Labeled shape records:
---+---

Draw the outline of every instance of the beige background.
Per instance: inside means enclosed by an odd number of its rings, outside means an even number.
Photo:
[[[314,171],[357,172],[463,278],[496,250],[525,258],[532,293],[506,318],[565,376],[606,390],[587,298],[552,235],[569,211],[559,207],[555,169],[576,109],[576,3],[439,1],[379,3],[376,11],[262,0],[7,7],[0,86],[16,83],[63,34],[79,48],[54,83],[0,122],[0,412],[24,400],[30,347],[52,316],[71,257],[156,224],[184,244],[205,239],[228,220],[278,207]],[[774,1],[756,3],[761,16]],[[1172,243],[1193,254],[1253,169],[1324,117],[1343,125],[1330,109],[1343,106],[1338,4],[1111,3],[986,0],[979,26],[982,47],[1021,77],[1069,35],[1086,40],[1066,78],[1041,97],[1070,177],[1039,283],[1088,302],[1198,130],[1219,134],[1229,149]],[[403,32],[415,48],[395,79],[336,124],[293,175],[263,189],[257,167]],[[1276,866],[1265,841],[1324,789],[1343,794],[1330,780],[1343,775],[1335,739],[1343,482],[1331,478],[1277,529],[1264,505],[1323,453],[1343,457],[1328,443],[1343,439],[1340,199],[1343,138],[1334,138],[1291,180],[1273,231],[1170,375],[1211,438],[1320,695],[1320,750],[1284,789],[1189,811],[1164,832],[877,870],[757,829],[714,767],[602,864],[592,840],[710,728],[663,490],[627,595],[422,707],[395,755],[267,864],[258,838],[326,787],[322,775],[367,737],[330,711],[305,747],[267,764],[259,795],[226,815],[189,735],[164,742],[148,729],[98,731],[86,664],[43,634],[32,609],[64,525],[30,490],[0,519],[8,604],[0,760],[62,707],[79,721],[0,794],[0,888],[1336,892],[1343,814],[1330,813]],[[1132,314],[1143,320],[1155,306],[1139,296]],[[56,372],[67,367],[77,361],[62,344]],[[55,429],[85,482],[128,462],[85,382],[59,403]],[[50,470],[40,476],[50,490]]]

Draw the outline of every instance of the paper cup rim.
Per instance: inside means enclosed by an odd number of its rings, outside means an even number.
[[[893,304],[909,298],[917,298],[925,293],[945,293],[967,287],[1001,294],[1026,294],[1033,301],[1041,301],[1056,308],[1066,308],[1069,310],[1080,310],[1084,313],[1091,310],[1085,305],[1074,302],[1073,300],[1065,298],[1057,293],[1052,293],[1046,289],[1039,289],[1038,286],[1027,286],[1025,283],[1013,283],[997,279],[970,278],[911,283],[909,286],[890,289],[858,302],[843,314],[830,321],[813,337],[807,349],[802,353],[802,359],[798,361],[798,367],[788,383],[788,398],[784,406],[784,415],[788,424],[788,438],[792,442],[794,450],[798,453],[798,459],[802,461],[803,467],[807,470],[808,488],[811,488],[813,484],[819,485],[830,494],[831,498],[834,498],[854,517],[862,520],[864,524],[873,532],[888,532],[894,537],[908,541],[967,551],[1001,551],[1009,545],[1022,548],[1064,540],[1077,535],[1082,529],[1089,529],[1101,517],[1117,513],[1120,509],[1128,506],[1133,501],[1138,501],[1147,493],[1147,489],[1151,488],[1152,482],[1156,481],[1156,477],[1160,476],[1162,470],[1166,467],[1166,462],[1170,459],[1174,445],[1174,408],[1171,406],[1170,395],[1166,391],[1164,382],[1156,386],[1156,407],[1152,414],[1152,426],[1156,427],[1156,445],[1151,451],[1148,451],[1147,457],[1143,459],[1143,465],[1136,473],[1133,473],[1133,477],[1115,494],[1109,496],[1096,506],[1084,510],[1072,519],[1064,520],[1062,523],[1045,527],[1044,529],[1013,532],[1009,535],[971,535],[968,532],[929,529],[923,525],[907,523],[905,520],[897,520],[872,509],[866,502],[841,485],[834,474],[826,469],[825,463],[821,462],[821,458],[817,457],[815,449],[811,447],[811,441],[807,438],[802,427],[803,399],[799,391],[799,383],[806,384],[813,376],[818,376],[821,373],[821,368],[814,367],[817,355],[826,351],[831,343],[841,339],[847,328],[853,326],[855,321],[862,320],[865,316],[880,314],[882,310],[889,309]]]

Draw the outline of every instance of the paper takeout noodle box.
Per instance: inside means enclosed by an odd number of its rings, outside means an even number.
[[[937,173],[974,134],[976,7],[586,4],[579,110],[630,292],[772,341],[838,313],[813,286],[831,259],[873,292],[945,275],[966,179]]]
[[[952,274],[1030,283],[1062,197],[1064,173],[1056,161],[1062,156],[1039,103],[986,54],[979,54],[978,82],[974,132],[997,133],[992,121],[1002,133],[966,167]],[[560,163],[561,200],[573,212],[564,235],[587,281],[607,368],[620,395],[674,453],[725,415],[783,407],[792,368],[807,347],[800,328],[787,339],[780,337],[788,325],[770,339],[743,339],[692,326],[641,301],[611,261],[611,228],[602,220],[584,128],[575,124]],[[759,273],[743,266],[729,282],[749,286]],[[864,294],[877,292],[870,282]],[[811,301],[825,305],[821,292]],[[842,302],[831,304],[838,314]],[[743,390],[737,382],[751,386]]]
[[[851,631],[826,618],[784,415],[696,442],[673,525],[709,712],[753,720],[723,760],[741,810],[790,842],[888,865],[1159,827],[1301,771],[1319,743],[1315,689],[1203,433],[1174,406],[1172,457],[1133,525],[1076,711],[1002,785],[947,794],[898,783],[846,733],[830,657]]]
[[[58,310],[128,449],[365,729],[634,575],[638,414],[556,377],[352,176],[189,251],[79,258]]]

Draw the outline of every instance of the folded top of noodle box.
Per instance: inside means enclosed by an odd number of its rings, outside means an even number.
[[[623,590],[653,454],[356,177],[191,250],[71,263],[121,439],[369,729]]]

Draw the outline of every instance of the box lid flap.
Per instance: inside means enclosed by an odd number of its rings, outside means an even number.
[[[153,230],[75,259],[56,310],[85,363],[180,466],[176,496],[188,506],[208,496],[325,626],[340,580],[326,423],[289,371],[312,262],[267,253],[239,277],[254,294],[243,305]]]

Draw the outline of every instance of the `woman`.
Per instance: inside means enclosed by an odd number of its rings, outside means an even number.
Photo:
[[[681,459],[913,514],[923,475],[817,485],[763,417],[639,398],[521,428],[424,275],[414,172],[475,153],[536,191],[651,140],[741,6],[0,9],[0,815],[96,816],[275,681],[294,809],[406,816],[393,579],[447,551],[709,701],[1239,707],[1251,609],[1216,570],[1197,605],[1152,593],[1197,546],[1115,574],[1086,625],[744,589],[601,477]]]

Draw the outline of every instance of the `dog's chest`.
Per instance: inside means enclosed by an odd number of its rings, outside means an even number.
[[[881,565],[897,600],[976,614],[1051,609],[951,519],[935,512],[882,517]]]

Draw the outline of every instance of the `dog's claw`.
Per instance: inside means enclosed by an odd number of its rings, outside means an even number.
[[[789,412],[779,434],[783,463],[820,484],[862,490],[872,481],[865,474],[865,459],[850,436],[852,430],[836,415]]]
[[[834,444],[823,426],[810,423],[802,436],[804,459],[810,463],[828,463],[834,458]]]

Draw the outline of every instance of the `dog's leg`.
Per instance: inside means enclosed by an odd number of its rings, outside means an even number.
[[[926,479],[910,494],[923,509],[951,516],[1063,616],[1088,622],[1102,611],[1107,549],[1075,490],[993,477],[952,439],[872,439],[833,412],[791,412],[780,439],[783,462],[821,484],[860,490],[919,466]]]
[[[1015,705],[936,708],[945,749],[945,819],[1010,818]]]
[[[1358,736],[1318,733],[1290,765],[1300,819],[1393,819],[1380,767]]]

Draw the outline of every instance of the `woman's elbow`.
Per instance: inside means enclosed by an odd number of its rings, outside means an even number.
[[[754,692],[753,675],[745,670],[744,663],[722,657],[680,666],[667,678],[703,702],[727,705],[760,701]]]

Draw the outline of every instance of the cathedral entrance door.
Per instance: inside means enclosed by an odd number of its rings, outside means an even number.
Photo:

---+---

Copy out every line of the entries above that contains the string "paper". Treat uppercase and lowercase as different.

Draw the outline of every instance of the paper cup rim.
Draw the outline of every instance of the paper takeout noodle box.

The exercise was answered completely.